Stored items from a collection
________________________________________
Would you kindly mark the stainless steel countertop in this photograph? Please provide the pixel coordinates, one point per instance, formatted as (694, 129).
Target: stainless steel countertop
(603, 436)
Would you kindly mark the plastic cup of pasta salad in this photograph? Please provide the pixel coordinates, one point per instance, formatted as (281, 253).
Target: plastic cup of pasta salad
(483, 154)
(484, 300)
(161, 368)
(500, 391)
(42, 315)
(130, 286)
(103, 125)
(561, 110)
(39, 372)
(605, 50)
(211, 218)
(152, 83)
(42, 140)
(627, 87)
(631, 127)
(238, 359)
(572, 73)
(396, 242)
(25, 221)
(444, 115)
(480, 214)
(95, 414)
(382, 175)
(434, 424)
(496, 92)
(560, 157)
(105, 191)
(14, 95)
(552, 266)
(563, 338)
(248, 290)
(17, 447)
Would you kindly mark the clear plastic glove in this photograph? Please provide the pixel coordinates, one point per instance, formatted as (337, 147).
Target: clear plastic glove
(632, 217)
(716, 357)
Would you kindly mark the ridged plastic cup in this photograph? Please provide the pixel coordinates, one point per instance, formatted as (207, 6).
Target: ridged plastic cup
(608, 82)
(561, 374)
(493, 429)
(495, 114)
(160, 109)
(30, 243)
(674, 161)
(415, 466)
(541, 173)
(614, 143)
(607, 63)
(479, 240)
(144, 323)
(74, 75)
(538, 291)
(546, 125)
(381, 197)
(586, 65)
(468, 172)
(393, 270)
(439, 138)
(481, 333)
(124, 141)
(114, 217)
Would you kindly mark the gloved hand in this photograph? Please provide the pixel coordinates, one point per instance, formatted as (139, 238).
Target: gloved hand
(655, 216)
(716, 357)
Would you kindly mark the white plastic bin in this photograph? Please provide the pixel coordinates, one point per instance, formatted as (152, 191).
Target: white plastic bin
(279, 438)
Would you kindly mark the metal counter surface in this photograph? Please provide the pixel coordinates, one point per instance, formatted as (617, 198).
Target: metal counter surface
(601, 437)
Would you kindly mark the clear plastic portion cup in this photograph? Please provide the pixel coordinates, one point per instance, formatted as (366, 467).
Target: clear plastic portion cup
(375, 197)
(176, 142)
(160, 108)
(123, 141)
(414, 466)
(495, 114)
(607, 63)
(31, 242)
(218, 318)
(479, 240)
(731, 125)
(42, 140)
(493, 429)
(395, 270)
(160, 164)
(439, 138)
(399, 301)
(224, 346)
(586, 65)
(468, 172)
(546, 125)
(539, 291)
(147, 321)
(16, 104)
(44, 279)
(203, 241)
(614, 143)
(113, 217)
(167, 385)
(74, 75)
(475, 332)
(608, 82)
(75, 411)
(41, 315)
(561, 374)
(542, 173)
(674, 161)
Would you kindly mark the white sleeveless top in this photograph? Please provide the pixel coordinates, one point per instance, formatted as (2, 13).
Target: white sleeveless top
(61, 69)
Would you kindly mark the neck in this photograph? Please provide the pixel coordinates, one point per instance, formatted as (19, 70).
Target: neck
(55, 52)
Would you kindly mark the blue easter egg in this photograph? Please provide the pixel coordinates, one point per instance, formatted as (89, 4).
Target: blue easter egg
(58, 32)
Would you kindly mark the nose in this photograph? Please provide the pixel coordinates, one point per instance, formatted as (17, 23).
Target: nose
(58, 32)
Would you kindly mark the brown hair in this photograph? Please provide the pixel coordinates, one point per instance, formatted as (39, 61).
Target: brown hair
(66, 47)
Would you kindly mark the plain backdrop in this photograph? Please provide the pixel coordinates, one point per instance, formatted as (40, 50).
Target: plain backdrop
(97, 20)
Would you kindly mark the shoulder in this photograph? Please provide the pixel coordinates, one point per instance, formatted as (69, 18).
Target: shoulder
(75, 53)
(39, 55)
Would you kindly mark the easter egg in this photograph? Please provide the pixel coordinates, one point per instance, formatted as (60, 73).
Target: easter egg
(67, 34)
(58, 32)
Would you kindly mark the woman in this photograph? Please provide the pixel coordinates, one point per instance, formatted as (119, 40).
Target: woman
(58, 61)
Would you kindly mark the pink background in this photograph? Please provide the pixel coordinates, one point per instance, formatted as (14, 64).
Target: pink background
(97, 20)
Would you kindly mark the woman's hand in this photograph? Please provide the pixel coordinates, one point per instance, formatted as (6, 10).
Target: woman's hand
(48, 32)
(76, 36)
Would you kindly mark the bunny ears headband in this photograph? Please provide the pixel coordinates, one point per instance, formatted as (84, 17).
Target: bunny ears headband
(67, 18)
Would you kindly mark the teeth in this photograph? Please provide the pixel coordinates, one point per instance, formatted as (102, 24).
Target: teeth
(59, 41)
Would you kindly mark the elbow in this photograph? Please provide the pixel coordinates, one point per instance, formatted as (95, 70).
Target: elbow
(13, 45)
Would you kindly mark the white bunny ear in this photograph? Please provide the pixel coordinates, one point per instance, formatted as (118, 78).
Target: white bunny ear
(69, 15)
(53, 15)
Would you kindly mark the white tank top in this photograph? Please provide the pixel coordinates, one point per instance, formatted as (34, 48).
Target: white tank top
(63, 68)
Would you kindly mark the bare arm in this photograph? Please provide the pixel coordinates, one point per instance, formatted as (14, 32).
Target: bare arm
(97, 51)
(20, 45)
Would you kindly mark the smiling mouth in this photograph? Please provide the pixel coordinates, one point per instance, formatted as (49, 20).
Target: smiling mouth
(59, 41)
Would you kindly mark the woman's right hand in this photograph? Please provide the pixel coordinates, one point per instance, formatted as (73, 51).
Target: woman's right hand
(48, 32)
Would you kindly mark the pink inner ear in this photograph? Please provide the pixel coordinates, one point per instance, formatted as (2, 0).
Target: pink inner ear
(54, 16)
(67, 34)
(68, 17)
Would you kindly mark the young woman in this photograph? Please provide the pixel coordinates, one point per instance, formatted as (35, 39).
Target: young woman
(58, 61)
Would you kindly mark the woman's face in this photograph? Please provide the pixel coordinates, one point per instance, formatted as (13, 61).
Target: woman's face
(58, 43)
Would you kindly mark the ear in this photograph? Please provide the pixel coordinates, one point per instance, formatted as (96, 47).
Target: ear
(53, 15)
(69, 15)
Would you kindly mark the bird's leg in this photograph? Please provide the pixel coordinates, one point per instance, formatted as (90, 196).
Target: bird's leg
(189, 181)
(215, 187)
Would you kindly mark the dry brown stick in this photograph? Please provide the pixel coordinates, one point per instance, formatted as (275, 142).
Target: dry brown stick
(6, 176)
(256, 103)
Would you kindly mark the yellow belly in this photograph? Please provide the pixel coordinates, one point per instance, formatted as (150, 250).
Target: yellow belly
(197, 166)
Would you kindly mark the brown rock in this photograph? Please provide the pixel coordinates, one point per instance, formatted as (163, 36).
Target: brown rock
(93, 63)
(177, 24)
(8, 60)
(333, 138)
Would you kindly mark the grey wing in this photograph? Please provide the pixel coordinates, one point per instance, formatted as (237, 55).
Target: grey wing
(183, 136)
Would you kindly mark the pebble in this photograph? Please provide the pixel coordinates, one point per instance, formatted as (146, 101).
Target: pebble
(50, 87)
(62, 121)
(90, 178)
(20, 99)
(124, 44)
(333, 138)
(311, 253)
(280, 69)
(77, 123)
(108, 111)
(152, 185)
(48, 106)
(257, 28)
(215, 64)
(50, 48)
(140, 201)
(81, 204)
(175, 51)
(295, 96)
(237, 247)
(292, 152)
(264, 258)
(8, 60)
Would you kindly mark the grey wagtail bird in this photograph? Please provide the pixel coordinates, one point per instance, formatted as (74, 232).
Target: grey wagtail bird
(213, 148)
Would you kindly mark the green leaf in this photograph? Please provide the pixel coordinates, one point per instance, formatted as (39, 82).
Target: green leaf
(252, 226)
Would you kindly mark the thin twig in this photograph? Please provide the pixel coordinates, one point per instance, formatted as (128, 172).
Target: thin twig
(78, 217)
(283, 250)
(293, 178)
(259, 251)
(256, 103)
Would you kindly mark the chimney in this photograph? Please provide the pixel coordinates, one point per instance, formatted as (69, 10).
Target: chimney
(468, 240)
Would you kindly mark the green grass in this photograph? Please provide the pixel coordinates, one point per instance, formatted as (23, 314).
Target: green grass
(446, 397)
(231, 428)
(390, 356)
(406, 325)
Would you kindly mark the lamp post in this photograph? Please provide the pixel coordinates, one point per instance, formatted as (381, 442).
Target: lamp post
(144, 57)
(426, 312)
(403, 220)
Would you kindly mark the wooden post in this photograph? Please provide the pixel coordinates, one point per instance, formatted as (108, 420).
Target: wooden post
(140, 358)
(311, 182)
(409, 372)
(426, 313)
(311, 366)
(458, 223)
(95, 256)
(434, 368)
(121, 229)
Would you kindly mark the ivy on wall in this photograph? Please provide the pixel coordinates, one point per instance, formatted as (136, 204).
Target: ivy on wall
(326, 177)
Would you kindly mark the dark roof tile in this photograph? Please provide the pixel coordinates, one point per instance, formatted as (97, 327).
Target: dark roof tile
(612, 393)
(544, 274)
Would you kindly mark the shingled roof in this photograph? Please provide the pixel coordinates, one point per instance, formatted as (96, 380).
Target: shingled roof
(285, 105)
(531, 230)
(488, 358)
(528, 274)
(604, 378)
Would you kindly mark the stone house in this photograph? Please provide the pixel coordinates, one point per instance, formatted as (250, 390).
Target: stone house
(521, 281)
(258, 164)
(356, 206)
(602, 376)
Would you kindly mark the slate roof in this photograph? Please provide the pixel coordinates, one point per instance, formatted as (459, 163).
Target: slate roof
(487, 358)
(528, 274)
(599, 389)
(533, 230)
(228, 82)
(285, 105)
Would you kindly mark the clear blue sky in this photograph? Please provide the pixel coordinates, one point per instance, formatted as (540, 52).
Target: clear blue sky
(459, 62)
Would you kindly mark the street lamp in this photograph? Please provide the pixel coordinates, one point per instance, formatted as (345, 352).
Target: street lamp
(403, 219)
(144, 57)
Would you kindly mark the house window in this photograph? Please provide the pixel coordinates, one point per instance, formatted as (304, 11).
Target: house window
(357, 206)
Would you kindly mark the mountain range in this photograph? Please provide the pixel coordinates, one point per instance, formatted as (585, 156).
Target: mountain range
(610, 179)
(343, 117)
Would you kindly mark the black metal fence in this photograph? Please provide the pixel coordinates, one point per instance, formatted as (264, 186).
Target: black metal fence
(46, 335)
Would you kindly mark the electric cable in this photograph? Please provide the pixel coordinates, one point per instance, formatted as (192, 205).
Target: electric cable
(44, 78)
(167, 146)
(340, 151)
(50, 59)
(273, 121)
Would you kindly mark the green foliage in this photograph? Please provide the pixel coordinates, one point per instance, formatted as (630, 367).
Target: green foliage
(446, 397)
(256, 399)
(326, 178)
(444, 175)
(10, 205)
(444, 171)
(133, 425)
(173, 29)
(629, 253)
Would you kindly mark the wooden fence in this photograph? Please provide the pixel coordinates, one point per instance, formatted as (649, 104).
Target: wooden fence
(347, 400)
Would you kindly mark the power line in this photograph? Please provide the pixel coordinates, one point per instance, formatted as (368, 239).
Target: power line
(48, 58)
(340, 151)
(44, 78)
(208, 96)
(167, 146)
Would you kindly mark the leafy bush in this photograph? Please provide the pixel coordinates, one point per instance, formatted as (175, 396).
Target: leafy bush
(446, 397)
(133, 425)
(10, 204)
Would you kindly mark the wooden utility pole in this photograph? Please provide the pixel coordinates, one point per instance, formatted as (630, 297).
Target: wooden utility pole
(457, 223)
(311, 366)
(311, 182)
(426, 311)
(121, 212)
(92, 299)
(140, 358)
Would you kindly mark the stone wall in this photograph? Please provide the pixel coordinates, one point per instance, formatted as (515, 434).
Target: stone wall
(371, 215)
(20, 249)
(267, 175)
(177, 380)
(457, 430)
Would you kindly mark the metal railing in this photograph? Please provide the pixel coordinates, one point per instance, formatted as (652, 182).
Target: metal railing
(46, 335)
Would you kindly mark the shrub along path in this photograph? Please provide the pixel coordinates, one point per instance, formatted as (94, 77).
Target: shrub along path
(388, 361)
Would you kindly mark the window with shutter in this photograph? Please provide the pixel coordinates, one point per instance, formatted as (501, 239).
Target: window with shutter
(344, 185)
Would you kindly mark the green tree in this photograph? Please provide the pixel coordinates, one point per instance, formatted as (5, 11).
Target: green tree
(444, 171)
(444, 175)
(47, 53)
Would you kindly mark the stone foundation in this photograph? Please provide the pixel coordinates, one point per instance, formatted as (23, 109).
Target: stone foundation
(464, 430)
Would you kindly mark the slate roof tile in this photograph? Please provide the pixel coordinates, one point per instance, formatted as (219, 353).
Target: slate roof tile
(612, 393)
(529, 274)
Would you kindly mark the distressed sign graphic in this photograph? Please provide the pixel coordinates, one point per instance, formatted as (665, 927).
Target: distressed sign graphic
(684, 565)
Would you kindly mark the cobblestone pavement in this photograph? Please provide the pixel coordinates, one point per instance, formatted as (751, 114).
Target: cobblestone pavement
________________________________________
GOAL OF THE EXERCISE
Find the lines above holding the word "cobblestone" and show them.

SOLUTION BELOW
Would you kindly mark the cobblestone pavement in this photograph? Please provide the pixel coordinates, one point per instance, formatted as (751, 114).
Target: cobblestone pavement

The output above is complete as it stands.